• [Document passage]
MEETINGS. To 20 October.

London.

MEETINGS
by Mustapha Matura.

Arcola Theatre (Studio 2) 27 Arcola Street E8 2DJ To 20 October 2007.
Mon-Sat 8.15pm.
Runs 2hr One interval.

TICKETS: 020 7503 1646.
www.arcolatheatre.com
Review: Timothy Ramsden 15 October.

Worth re-meeting Trinidadian yuppies a generation on.
Hugh and Jean, young married professionals in Trinidad, have a lot of business meetings. There’s hardly time for coffee and a slice of toast before they’re off. But Hugh’s encounter with an old woman outside his office-block sets him looking away from Americanised society to older customs, and traditional food.

Rejecting the fast-food that accompanies their fast, artificial lifestyle, Hugh brings in young Elsa to cook traditional dishes. In a world where Jean urges her husband to make maximum profits, Elsa expects only bed and board in return for cooking meals for Hugh, which his wife has no time to eat.

• [Requirement A]
In the review of Meetings, whom does Hugh bring in to cook traditional dishes?
• [Requirement B]
Name every character in the play that the review of Meetings identifies by name.
The data that comes next is taken from a different source.

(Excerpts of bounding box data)
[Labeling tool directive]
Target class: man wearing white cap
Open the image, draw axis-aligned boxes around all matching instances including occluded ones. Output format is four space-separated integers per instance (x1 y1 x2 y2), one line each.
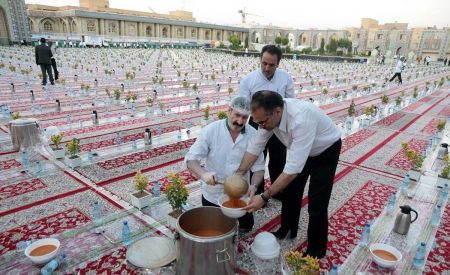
185 96 264 232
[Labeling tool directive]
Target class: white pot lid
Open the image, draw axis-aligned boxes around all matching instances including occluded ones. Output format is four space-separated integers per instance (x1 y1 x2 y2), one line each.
251 244 280 260
127 237 177 268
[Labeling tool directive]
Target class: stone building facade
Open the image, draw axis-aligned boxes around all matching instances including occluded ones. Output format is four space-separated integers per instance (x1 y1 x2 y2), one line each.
27 0 248 45
0 0 30 44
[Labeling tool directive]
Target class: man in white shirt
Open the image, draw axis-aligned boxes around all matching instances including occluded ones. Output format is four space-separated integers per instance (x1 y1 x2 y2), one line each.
238 45 294 194
389 56 405 84
185 97 264 232
238 91 341 258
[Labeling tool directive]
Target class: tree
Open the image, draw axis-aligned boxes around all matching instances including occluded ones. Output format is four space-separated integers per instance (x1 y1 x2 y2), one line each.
228 34 241 50
275 36 283 45
319 38 325 54
328 39 338 53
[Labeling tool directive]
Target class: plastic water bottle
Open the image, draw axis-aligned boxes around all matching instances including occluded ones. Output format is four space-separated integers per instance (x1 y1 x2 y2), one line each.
36 160 42 179
157 125 162 135
153 180 161 197
386 192 397 215
116 132 122 146
402 174 409 195
359 223 370 246
431 204 441 226
88 150 94 162
439 183 448 200
413 242 426 268
41 253 67 275
92 201 102 225
122 221 131 246
20 150 30 170
16 239 33 252
328 264 338 275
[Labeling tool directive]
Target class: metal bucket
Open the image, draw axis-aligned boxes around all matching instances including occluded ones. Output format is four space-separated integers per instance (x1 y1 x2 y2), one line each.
176 206 238 275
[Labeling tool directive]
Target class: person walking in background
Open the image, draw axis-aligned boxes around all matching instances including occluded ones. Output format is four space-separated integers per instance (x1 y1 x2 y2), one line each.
238 45 294 198
237 91 342 258
389 56 405 84
34 38 55 85
48 41 59 80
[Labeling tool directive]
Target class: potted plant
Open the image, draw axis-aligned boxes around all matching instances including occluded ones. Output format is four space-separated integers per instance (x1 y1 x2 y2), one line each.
381 95 389 105
413 86 419 98
192 83 198 92
114 88 120 105
66 138 81 168
282 251 320 275
436 119 447 139
347 100 356 117
395 96 402 107
228 87 234 97
202 105 211 126
164 173 189 228
11 112 21 120
149 96 153 107
437 154 450 187
402 142 424 182
50 133 65 159
131 170 152 210
217 110 228 119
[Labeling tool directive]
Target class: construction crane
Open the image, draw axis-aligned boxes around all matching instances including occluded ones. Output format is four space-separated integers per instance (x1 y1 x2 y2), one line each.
238 7 262 24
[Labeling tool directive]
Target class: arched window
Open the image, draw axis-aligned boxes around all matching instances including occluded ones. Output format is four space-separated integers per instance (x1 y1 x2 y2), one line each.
108 23 116 33
70 21 77 32
145 26 152 36
44 21 53 32
87 20 95 32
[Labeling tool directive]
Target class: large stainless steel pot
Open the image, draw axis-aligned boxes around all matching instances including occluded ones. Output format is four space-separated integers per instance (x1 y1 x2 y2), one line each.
176 206 238 275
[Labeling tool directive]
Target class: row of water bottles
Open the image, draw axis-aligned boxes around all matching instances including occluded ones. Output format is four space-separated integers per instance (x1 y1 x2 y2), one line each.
20 150 43 179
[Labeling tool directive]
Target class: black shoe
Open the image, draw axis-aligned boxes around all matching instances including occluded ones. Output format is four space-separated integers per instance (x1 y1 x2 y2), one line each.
239 227 252 234
304 248 327 259
271 227 297 240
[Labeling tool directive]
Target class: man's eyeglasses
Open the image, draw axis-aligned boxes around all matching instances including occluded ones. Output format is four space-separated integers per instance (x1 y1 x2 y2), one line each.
254 117 269 126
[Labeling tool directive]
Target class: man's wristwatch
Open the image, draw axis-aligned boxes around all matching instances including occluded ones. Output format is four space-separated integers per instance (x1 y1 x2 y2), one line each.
259 193 269 205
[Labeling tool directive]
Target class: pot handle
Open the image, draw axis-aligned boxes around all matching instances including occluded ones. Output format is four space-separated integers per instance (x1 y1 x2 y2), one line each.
216 247 231 264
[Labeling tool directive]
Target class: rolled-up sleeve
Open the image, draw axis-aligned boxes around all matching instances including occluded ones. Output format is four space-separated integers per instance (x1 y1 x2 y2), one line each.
285 75 295 98
250 153 265 172
247 128 273 156
184 127 209 163
283 120 317 175
238 77 252 100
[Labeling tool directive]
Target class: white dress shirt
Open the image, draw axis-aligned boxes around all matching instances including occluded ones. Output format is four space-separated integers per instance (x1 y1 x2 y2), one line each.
238 69 294 101
394 60 404 73
247 98 341 175
185 119 265 204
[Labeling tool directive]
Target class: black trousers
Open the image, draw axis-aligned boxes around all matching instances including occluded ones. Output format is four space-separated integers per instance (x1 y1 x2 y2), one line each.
202 195 255 230
296 139 342 258
249 117 286 199
51 58 59 80
389 73 402 84
39 64 54 84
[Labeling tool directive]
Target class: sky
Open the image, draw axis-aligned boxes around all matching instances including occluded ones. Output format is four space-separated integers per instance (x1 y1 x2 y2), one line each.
25 0 450 29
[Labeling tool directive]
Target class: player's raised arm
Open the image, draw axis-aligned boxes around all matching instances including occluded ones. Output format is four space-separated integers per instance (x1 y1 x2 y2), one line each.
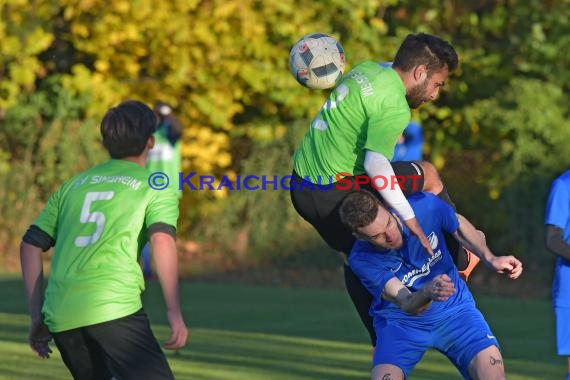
364 150 433 255
453 214 523 280
382 274 455 315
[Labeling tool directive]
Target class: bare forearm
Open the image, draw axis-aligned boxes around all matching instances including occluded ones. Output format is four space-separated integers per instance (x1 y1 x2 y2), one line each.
400 288 432 315
20 242 44 321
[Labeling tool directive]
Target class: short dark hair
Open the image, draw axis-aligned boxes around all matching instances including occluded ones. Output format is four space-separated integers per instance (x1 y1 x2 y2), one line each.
101 100 157 158
392 33 459 74
339 190 384 232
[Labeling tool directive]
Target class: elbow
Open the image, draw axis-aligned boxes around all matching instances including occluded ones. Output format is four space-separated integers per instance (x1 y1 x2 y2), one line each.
401 301 431 317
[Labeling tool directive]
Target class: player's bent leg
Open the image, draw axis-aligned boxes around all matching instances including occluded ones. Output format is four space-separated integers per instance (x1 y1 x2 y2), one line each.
86 309 174 380
372 364 405 380
419 161 444 195
344 264 376 346
468 346 506 380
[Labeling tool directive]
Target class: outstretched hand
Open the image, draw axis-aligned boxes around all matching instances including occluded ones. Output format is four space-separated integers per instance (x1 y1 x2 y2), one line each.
28 320 51 359
490 256 523 280
404 217 433 255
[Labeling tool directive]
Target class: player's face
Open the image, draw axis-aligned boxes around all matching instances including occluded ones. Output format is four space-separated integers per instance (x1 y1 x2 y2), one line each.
406 67 449 109
357 208 404 249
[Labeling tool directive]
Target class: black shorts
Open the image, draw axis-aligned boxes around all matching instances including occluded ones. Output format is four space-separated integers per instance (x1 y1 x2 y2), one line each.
52 309 174 380
290 161 424 254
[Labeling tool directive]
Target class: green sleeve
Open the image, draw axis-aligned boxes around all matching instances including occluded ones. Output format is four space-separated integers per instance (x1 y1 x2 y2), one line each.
33 189 62 240
364 108 410 160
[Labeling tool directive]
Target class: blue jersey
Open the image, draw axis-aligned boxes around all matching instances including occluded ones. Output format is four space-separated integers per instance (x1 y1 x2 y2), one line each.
544 170 570 307
348 193 475 325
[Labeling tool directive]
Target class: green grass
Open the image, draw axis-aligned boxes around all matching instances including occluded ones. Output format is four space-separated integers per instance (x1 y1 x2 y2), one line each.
0 277 564 380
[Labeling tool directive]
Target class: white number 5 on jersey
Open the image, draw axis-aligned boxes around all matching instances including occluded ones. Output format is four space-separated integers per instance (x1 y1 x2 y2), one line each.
75 191 115 247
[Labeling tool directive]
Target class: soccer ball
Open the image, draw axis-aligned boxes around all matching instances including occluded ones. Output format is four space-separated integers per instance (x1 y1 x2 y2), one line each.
289 33 345 90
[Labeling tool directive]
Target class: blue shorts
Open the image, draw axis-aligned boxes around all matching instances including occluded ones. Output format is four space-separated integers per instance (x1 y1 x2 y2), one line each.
373 306 499 379
554 306 570 356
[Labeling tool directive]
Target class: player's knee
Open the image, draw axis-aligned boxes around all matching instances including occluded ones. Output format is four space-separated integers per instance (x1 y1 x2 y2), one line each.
468 346 506 380
414 161 443 194
372 364 404 380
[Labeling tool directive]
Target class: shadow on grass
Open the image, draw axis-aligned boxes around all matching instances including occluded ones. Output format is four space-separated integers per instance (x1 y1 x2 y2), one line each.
0 276 564 380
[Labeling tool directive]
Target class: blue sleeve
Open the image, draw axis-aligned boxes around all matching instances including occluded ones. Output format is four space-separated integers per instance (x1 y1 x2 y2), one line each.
544 178 570 230
348 246 395 299
434 195 459 234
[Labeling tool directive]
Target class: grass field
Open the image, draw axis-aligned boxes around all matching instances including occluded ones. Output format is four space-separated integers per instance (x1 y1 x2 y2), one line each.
0 276 564 380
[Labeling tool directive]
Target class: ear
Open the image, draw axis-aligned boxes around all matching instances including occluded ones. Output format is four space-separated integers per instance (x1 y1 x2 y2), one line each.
146 135 155 150
414 65 427 83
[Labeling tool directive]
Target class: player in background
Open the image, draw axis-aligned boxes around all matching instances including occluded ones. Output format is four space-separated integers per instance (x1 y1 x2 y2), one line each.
291 33 482 343
544 171 570 380
340 190 523 380
141 101 182 278
20 101 188 380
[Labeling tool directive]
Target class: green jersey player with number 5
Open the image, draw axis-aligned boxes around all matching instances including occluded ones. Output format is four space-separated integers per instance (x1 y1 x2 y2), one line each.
20 101 188 379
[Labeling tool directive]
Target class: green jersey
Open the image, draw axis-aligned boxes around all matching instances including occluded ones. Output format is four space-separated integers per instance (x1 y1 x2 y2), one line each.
293 61 411 183
146 126 182 197
34 160 178 332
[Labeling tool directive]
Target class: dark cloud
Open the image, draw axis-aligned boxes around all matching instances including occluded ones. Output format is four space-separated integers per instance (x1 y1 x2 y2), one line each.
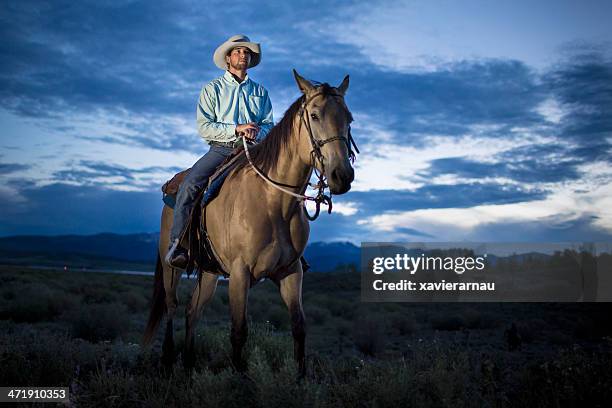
421 157 581 183
545 47 612 146
53 160 183 189
342 183 547 217
0 184 162 235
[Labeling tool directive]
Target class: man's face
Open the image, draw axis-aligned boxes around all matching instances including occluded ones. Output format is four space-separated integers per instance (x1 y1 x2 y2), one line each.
225 47 251 71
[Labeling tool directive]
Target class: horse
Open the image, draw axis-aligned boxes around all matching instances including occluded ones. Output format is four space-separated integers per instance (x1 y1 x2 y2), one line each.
143 70 356 376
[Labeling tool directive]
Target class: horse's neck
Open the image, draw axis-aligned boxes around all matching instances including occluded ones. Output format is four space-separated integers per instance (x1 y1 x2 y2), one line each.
268 120 311 214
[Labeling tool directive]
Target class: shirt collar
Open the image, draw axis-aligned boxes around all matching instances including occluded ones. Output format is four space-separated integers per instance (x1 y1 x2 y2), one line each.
223 70 249 85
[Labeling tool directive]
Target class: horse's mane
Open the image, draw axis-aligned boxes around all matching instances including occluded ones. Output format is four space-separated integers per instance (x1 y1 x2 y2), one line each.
234 83 333 174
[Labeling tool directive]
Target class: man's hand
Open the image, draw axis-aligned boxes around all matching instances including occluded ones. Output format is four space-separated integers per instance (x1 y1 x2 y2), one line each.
236 122 259 140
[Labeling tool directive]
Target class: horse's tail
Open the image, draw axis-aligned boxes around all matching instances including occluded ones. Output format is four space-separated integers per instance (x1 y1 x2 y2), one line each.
142 251 166 346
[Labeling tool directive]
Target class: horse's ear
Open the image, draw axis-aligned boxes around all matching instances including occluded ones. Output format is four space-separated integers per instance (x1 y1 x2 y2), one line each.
336 75 348 95
293 69 314 93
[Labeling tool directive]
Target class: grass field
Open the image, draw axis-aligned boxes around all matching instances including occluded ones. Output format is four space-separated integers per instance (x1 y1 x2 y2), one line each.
0 266 612 407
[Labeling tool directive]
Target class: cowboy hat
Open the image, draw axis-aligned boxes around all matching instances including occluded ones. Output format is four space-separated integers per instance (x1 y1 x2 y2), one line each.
213 34 261 71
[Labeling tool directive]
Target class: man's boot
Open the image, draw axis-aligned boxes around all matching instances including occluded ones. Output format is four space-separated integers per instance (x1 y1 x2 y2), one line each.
164 238 189 269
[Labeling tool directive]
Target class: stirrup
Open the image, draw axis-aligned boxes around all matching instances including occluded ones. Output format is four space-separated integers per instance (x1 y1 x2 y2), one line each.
164 238 181 268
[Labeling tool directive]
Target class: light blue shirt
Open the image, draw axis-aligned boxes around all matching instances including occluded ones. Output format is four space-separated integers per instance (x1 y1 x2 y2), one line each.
197 71 274 142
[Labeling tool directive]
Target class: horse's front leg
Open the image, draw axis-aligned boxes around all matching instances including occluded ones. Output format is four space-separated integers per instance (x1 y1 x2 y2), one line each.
183 272 219 370
280 261 306 377
161 264 183 369
229 266 251 372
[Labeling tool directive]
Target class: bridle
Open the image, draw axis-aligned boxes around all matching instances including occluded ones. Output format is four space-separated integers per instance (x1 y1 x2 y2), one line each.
242 85 359 221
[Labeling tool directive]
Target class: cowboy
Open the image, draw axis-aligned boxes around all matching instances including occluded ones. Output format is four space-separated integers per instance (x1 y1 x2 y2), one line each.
165 35 273 269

• [Full answer A]
Young Elsa.

• [Full answer B]
Hugh, Jean, Elsa